Could you copy exactly the lines from the one containing "For every instance of the man's" through the last line of the records below, and nothing else?

### Recorded data ###

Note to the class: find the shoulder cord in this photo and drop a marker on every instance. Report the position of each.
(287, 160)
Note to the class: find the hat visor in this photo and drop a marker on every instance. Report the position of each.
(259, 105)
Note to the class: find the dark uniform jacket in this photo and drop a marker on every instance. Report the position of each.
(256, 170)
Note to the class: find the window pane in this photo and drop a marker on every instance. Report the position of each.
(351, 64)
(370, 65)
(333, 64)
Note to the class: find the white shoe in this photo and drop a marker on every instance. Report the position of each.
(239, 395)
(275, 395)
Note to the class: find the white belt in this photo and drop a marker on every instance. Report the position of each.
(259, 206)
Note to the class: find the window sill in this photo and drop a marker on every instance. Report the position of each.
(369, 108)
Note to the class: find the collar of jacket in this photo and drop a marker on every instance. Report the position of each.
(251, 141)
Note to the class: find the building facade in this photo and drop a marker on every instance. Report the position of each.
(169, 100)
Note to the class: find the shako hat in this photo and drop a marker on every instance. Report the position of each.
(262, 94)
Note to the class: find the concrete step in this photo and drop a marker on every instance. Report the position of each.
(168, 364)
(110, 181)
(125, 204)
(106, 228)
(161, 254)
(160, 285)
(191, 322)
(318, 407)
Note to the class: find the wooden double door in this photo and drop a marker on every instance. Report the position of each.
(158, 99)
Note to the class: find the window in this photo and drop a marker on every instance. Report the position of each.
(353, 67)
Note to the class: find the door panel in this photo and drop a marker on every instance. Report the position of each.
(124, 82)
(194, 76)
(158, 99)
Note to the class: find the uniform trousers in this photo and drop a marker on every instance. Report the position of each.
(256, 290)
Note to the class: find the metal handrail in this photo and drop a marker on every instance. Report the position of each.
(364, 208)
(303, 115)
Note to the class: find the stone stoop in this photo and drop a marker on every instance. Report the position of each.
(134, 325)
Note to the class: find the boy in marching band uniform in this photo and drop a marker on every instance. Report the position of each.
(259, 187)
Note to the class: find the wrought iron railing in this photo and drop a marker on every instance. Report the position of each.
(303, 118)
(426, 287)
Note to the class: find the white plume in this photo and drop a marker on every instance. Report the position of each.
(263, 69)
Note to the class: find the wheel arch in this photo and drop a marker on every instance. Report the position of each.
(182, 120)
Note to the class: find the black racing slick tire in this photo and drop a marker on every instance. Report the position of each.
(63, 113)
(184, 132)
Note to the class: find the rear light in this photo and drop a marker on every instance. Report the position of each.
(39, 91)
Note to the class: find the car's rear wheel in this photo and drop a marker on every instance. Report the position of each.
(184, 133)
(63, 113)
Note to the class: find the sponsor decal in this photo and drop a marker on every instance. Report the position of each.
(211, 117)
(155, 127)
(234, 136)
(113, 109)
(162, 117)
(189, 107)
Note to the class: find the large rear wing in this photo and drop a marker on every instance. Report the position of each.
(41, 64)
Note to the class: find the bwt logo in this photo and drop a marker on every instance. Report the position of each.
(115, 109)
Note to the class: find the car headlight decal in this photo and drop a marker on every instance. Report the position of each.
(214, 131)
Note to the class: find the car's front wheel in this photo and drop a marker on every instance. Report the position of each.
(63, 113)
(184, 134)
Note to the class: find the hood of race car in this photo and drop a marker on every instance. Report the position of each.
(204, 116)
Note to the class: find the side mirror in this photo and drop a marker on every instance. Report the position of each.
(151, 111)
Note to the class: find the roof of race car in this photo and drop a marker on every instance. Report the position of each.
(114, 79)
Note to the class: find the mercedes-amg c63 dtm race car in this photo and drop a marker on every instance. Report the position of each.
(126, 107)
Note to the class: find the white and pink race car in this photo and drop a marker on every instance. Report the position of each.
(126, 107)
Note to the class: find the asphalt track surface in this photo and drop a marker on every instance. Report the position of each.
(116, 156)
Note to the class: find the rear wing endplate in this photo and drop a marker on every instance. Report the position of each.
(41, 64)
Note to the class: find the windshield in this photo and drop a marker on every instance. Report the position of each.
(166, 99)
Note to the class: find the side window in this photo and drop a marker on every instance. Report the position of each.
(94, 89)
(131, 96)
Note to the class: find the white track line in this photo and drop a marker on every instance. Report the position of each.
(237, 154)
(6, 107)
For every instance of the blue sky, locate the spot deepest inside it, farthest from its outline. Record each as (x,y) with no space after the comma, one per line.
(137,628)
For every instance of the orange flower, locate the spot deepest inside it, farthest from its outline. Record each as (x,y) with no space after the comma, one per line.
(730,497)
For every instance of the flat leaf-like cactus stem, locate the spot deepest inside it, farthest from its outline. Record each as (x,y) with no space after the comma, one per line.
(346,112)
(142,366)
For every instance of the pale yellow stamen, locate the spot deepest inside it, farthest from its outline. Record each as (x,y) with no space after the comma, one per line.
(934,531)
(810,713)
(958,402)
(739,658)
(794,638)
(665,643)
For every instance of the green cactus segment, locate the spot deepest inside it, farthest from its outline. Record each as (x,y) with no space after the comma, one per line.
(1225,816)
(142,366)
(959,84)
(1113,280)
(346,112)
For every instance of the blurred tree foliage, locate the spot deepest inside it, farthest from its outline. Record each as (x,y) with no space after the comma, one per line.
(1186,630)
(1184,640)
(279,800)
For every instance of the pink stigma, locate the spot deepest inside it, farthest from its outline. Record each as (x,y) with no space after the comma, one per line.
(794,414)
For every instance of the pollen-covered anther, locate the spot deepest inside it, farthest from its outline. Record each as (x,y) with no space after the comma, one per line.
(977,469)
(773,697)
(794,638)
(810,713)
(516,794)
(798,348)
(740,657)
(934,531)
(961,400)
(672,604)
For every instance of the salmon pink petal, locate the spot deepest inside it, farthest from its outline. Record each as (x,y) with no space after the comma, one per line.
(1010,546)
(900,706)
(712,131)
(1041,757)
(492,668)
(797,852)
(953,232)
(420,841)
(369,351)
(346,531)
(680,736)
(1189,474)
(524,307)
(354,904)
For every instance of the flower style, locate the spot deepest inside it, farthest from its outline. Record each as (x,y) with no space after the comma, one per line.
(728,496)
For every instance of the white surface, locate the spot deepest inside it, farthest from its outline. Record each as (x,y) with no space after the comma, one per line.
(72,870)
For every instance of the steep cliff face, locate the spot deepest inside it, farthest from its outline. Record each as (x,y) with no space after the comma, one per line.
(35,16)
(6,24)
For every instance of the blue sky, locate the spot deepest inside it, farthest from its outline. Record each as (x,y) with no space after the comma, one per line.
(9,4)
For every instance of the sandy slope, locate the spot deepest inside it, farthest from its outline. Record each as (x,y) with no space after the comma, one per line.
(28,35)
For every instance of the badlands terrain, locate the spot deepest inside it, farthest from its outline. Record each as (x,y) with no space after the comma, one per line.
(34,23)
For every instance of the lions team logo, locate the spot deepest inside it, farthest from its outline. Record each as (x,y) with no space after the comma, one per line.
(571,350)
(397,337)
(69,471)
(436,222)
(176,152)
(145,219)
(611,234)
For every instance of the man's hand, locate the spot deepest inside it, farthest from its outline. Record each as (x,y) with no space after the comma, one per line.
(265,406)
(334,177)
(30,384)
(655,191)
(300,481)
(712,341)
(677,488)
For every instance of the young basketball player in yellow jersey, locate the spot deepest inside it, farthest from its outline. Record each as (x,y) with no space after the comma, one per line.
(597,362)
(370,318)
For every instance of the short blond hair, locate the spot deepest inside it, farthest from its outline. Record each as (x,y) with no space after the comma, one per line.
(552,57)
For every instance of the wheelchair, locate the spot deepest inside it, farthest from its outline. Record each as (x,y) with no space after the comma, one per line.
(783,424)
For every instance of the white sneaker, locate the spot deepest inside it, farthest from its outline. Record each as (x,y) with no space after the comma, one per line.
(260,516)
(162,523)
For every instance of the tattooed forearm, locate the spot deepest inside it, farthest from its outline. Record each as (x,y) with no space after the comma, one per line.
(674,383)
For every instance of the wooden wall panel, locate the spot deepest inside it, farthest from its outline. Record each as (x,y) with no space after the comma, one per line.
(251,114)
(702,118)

###

| Finished exercise |
For every instance of the man's hand, locate the spot deepest inside it, farthest from its outline. Record each as (x,y) with no space after the comma, one per line.
(265,406)
(334,177)
(30,384)
(655,191)
(300,481)
(712,341)
(677,488)
For every instance of the young basketball player in yellow jersey, locate the spot deepest inside it, farthest from its outline. Record each as (x,y) with no space after the comma, one per line.
(597,362)
(370,318)
For every instance of the short blond hair, locate the spot deepest inside it, farthest from its outline. Record each as (x,y) with no space after the comma, one per line.
(552,57)
For every instance of the wheelchair, locate the spot deepest inside it, farthest from its outline. Record each as (x,y) with no space after the comma, one per line.
(783,424)
For every instance of the white sneaker, locate the spot deepest inside it, farthest from its outline. Record each as (x,y) with no space after the comma, one per line.
(260,516)
(162,523)
For every instance of the tattooed forearm, locate the spot deepest inside it, farthest from its outline. Record each as (x,y) with no space after the comma, one per line.
(674,383)
For every instance of the wooden wall panel, locate the spot deepest inside it, farthest from its outline. Record each as (x,y) with no space after the comma, one per line.
(251,114)
(702,118)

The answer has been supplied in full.